EXCERPT PROVIDED:

Honor-System Anarchy

As you’ve hopefully noticed, we are in the midst of a project car series focused largely on the SCCA’s relatively new Classic American Muscle autocross class. The rules of the CAM class are simple in that there are almost none.

The entire rules package for CAM fits on one side of a single sheet of letter-size paper—even in rather large type. And most of the text is concerned with classing, not preparation.

At first blush, you’d think this would make the average autocrosser extremely happy. Finally, they can escape from the totalitarian arbitration of the overly complex SCCA Solo rules and build what they want, how they want. They even get to compete with like-minded individuals.

But a funny thing happens when you unleash freedom on people. See, as much as we huddled masses yearn to breathe free, our brains are also comforted by structure and standardization. Our hearts crave freedom, but our heads demand order. It’s why all of our stop signs are red, and why the gas is always on the right and the brake is always on the left (or in the middle if you’re cool).

So it’s no surprise that there’s been some backlash recently in the CAM community over the rules and their future.

Actually, maybe backlash is too strong a word. It implies there’s resistance to change, but there’s been very little expressed or implied change forthcoming to lash back against.

So let’s just call it externalized internal conflict over our drive for freedom and our existential fear that somehow all fun things eventually get screwed up when someone pokes their eye out.

THE TASKS:
[1] Summarize the CAM rules column in two sentences.
[2] Duplicate the part of the CAM rules column that begins with the words containing "Honor-System Anarchy" and ends with "there are almost none.".
The material that comes next has no connection to the CAM rules column.

SUPPLIED DATA:
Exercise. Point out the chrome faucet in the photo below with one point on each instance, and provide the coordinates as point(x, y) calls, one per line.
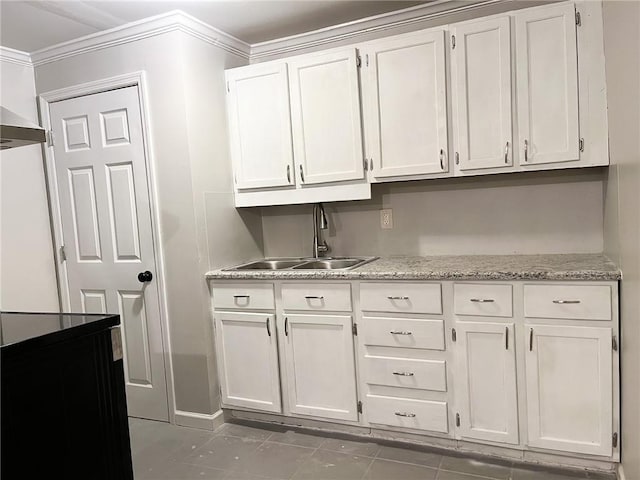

RESPONSES FOR EACH TASK:
[1] The SCCA's Classic American Muscle autocross class has almost no rules, and its entire rules package fits on one side of a single letter-size sheet. Although that freedom might seem appealing to autocrossers, people also crave structure and standardization, so the CAM community has recently experienced internal conflict over the rules and their future.

[2]
Honor-System Anarchy

As you’ve hopefully noticed, we are in the midst of a project car series focused largely on the SCCA’s relatively new Classic American Muscle autocross class. The rules of the CAM class are simple in that there are almost none.